** start Provided records **
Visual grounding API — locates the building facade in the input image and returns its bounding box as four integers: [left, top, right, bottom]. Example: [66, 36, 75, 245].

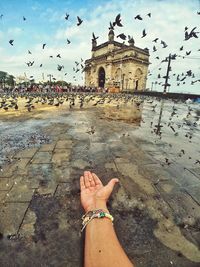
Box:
[85, 30, 149, 91]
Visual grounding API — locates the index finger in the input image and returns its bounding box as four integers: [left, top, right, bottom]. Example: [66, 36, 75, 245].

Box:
[80, 176, 85, 191]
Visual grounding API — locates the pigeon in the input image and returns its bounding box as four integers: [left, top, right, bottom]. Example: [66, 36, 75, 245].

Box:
[92, 33, 99, 41]
[160, 40, 167, 48]
[76, 16, 83, 26]
[141, 29, 147, 38]
[134, 15, 142, 20]
[9, 40, 14, 46]
[108, 22, 114, 30]
[153, 45, 157, 52]
[117, 33, 126, 40]
[113, 14, 123, 27]
[57, 65, 64, 71]
[152, 38, 159, 43]
[65, 13, 69, 20]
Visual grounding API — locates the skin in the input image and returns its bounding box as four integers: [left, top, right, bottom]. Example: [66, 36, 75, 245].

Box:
[80, 171, 133, 267]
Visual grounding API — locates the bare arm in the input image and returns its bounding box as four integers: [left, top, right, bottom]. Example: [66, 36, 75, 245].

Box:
[80, 172, 133, 267]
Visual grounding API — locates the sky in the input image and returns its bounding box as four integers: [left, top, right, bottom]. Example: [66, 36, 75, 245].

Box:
[0, 0, 200, 94]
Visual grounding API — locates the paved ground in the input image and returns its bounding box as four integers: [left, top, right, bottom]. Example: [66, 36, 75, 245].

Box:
[0, 97, 200, 267]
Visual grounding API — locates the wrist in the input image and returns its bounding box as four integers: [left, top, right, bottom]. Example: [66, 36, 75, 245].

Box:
[85, 200, 108, 212]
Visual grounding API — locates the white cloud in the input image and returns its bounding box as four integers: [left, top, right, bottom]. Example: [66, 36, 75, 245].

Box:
[0, 0, 200, 91]
[8, 27, 23, 36]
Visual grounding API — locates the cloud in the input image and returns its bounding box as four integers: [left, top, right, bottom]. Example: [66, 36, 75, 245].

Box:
[7, 27, 23, 36]
[0, 0, 200, 91]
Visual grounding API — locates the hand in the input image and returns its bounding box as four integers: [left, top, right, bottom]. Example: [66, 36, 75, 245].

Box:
[80, 171, 119, 212]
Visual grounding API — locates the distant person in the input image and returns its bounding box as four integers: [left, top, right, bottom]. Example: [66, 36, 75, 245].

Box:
[80, 171, 133, 267]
** end Provided records **
## What you will do
Output every line of the rows above as a Markdown table with two columns, n for the line number and Line for its text, and skip the blank lines. Leave the picture out.

## Written reply
| n | Line |
|---|---|
| 1 | Visual grounding API — locates the building facade in the input image and returns its bounding box as four integers: [left, top, right, bottom]. Example: [66, 36, 75, 245]. |
| 2 | Box: |
| 3 | [85, 30, 149, 91] |
| 4 | Visual grounding API — locates the index finger in the input image and returns its bounding box as four integers: [left, top, right, bottom]. Example: [66, 36, 75, 245]. |
| 5 | Box: |
| 6 | [80, 176, 85, 191] |
| 7 | Visual grounding API — locates the pigeon in the input image and returns its bounding box as four integers: [left, top, right, bottom]. Example: [66, 36, 75, 245]. |
| 8 | Box: |
| 9 | [92, 33, 99, 41] |
| 10 | [160, 40, 167, 48] |
| 11 | [76, 16, 83, 26] |
| 12 | [141, 29, 147, 38] |
| 13 | [134, 15, 142, 20] |
| 14 | [9, 40, 14, 46] |
| 15 | [108, 22, 114, 30] |
| 16 | [153, 45, 157, 52] |
| 17 | [117, 33, 126, 40] |
| 18 | [113, 14, 123, 27] |
| 19 | [57, 65, 64, 71] |
| 20 | [152, 38, 159, 43] |
| 21 | [65, 13, 69, 20] |
| 22 | Visual grounding API — locates the skin in the input image and returns its bounding box as four integers: [left, top, right, bottom]. Example: [66, 36, 75, 245]. |
| 23 | Box: |
| 24 | [80, 171, 133, 267] |
| 25 | Visual grounding API — locates the bare arm in the input image and returns its bounding box as four integers: [left, top, right, bottom]. Example: [66, 36, 75, 245]. |
| 26 | Box: |
| 27 | [80, 172, 133, 267] |
| 28 | Visual grounding API — locates the sky in the input image and returns its bounding box as four integers: [left, top, right, bottom]. Example: [66, 36, 75, 245]. |
| 29 | Box: |
| 30 | [0, 0, 200, 94] |
| 31 | Visual grounding API — locates the paved ground in the input image and returns its bounding box as four integers: [left, top, right, bottom]. Example: [66, 36, 75, 245]. |
| 32 | Box: |
| 33 | [0, 97, 200, 267] |
| 34 | Visual grounding API — locates the wrist in the input image and returns its bounding box as four integers: [left, top, right, bottom]. Example: [66, 36, 75, 245]. |
| 35 | Box: |
| 36 | [85, 200, 108, 212] |
| 37 | Visual grounding API — locates the white cloud in the input image and returns its bounding box as four integers: [left, top, right, bottom]. Example: [66, 36, 75, 245]. |
| 38 | Box: |
| 39 | [0, 0, 200, 91] |
| 40 | [8, 27, 23, 36] |
| 41 | Visual grounding API — locates the cloud in the input image and returns its bounding box as four integers: [left, top, right, bottom]. Example: [66, 36, 75, 245]. |
| 42 | Box: |
| 43 | [7, 27, 23, 36] |
| 44 | [0, 0, 200, 91] |
| 45 | Visual grounding API — locates the hand in the input image and returns its bounding box as four integers: [left, top, right, bottom]. Example: [66, 36, 75, 245]. |
| 46 | Box: |
| 47 | [80, 171, 119, 212] |
| 48 | Visual grounding API — locates the distant person in the input image and returns its bounding box as four integers: [left, top, right, bottom]. Example: [66, 36, 75, 245]. |
| 49 | Box: |
| 50 | [80, 171, 133, 267] |